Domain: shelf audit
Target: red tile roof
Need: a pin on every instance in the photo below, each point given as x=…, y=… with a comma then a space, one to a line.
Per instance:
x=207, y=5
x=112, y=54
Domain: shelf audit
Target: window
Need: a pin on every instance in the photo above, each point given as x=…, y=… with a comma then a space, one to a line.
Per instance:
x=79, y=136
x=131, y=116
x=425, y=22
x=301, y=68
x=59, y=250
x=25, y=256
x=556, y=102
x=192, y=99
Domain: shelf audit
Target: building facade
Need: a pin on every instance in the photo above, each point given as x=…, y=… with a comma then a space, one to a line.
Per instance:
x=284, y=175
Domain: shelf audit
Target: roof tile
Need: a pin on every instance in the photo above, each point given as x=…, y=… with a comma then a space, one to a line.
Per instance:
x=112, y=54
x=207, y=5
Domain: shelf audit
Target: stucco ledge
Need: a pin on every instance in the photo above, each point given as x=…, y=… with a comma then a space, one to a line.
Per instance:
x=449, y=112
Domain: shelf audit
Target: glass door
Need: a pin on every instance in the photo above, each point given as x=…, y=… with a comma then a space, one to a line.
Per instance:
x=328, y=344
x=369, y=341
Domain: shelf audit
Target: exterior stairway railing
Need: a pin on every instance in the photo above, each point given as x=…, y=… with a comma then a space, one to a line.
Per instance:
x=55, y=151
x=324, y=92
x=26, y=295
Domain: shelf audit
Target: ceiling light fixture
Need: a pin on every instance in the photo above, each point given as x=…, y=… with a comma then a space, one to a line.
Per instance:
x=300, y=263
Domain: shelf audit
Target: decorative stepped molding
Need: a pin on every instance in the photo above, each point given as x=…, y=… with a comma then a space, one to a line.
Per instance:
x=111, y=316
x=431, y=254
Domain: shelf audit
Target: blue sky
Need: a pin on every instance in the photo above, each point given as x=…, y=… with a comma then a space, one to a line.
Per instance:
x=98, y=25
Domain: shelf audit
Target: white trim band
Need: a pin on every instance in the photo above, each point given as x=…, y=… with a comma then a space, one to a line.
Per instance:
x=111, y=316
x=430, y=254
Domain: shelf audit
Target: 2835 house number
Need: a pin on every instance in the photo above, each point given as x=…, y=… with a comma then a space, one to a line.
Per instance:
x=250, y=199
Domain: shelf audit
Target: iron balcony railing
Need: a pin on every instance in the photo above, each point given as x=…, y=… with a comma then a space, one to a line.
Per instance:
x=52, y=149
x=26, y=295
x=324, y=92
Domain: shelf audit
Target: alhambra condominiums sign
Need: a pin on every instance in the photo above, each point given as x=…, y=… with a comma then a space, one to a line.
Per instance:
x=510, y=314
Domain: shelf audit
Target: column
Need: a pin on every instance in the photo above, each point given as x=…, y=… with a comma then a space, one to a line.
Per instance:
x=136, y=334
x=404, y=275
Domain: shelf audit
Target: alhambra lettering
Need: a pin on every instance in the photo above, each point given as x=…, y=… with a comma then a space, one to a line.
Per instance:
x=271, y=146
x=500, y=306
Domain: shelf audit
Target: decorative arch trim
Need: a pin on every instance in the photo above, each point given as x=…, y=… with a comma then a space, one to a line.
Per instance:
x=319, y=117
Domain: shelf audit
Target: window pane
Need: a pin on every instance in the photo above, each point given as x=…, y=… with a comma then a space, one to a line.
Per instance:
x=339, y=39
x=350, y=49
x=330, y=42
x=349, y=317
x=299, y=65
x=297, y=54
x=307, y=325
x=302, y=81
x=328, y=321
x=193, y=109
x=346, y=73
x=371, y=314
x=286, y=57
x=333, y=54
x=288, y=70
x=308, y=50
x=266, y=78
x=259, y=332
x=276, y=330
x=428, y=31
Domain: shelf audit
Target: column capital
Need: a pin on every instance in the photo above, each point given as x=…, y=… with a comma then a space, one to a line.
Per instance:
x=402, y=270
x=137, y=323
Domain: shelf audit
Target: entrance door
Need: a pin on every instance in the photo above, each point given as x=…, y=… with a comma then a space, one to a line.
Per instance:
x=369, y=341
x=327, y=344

--

> **Exercise**
The entire listing needs to be output again, exactly, please.

> **Response area**
Domain: shelf audit
Target: red tile roof
Need: a pin on every instance in the photo below, each point given as x=…, y=… with a comma then a space, one to a line.
Per instance:
x=207, y=5
x=112, y=54
Domain: shelf audit
Target: window
Need: a pin on every instance in the photo above, each point given as x=…, y=… with a comma then a space, one to a line.
Per instance:
x=79, y=136
x=131, y=116
x=425, y=22
x=301, y=68
x=59, y=250
x=25, y=256
x=556, y=102
x=192, y=99
Domain: shelf audit
Target: building facade
Need: a pin on every instance in the photo above, each point given as x=…, y=… with a comma then a space, one to a line.
Per instance:
x=284, y=175
Domain: shelf audit
Target: roof tile
Need: a pin on every instance in the photo above, each point given as x=…, y=… with a comma then a space, one to a line.
Per instance:
x=112, y=54
x=207, y=5
Domain: shelf audit
Target: stucco ledge
Need: a pin on every instance in the photo above, each point given as x=…, y=… with a comma then a space, one to a line.
Per instance:
x=449, y=112
Domain: shelf audit
Target: glass door
Need: a pin on every instance in the photo above, each point given as x=…, y=… with a comma then a space, one to a line.
Per instance:
x=328, y=344
x=369, y=341
Domain: shelf audit
Target: exterior stairway railing
Need: a pin on every instance in the photo above, each point given as x=…, y=… with a comma then a space, one to a line.
Per instance:
x=55, y=151
x=324, y=92
x=26, y=295
Domain: shelf audit
Target: ceiling light fixture
Need: a pin on every instance in the photo above, each point given as x=…, y=… with a comma then a space, one to a line.
Per instance:
x=300, y=263
Domain: shelf audit
Target: decorative stepped molding
Need: a pin on every instance in the photo above, each point given as x=…, y=… with a comma then a space, one to a line.
Per instance:
x=111, y=316
x=431, y=254
Domain: shelf audit
Target: blue sky
Need: a pin on every instance in the photo above, each point given as x=…, y=… with a comma then a space, one to a line.
Per instance:
x=98, y=25
Domain: shelf audit
Target: white trim band
Need: a pin on every instance in the photo above, each point given as x=…, y=… with a comma then a space, one to a line.
Per instance:
x=111, y=316
x=430, y=254
Domain: shelf audit
Target: 2835 house number
Need: a pin on every instance in the photo above, each point given as x=…, y=… with a comma then a space, one to a line.
Per instance:
x=250, y=199
Domain: shelf audit
Target: iron balcony railing
Need: a pin on every instance in the photo above, each point given as x=…, y=… with a comma then a space, one to a line.
Per instance:
x=52, y=149
x=26, y=295
x=324, y=92
Domain: shelf audit
Target: alhambra condominiums sign
Need: a pin on every instance in the photo above, each point given as x=…, y=… with a comma then a space, one to a line.
Per instance:
x=510, y=314
Domain: shelf audit
Target: column
Need: a pin on every instance in the photo above, each point given as x=…, y=… with a comma then a space, one to a line.
Per instance:
x=136, y=334
x=404, y=275
Domain: shelf audit
Target: alhambra lettering
Need: a pin on every instance in the photo above, each point given as x=…, y=… with a comma then a space, one to a line.
Per instance:
x=271, y=146
x=500, y=306
Domain: shelf audit
Target: decorative arch trim
Need: a pin on every instance in the photo above, each point given as x=…, y=… with a comma then a space, one to a line.
Per instance:
x=319, y=117
Domain: shelf audit
Target: window pane
Need: a pin on every instance in the photo above, each point given as x=…, y=… with a comma then a space, one to a line.
Per instance:
x=339, y=39
x=350, y=49
x=330, y=42
x=349, y=317
x=299, y=65
x=297, y=54
x=307, y=325
x=302, y=81
x=328, y=321
x=193, y=109
x=346, y=73
x=371, y=314
x=286, y=57
x=333, y=54
x=288, y=70
x=308, y=50
x=266, y=78
x=259, y=332
x=276, y=330
x=428, y=31
Domain: shelf audit
Target: column capital
Need: a pin on every instance in the photo above, each point given as x=…, y=… with a comma then a space, one to a line.
Per instance:
x=402, y=270
x=137, y=323
Domain: shelf audit
Target: entrance door
Need: a pin on every instance in the photo above, each point given as x=…, y=… with a comma then a space, one to a line.
Per instance:
x=369, y=341
x=327, y=344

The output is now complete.